## WRITTEN PROBLEM
Lay out the data below as a JSON list of strings, with one string for each line and no blank lines, and leave the pictures out.

+++

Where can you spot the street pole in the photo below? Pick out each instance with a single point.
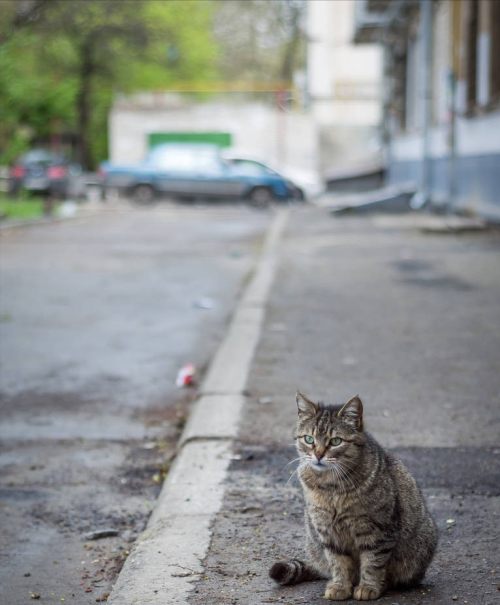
(426, 38)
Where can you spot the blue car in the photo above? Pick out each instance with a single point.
(195, 171)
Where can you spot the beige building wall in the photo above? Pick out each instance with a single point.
(344, 81)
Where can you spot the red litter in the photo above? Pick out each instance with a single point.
(185, 375)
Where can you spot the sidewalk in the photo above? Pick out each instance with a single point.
(368, 305)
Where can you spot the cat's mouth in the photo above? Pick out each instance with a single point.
(318, 464)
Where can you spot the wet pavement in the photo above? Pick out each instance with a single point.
(97, 315)
(410, 321)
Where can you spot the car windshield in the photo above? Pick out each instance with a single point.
(191, 159)
(251, 167)
(40, 156)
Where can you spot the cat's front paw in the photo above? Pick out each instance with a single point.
(366, 593)
(338, 592)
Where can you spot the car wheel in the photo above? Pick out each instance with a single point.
(261, 197)
(144, 194)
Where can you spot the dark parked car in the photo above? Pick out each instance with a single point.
(194, 171)
(42, 171)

+++

## EXPECTED ANSWER
[
  "Where can you spot the street pole in the photo below? Pick out each instance with a single point.",
  "(426, 38)",
  "Where can you spot the blue car in the photo above? Pick out each instance with a single point.",
  "(195, 171)",
  "Where can you spot the beige building wall in the photo above? Pick out each instance with a single point.",
  "(344, 81)",
  "Where can you spot the red litter in the photo above? Pick out each instance with a single point.",
  "(185, 375)",
  "Where can you spot the sidewalk in the photo above? Pick out each instance with a single point.",
  "(368, 305)",
  "Where can you spot the cat's mouth in the photo above? Pick out each instance with a single point.",
  "(318, 464)",
  "Where can you spot the wet pavement in the photo above? Pick out each instance with a single point.",
  "(97, 315)",
  "(410, 321)",
  "Where can you spot the car windshield in the photo above? Pick out each instance with a single point.",
  "(191, 159)",
  "(251, 167)",
  "(40, 156)",
  "Where can you spot the cat's front paw in the photo above? Pick out each instance with a single point.",
  "(366, 593)",
  "(338, 592)",
  "Where can you spot the car wheel in the photo above? Pick out each instance with a single point.",
  "(261, 197)",
  "(144, 194)",
  "Where can you spot the dark parked car in the photo above? Pick out each instance with a single point.",
  "(194, 171)",
  "(42, 171)"
]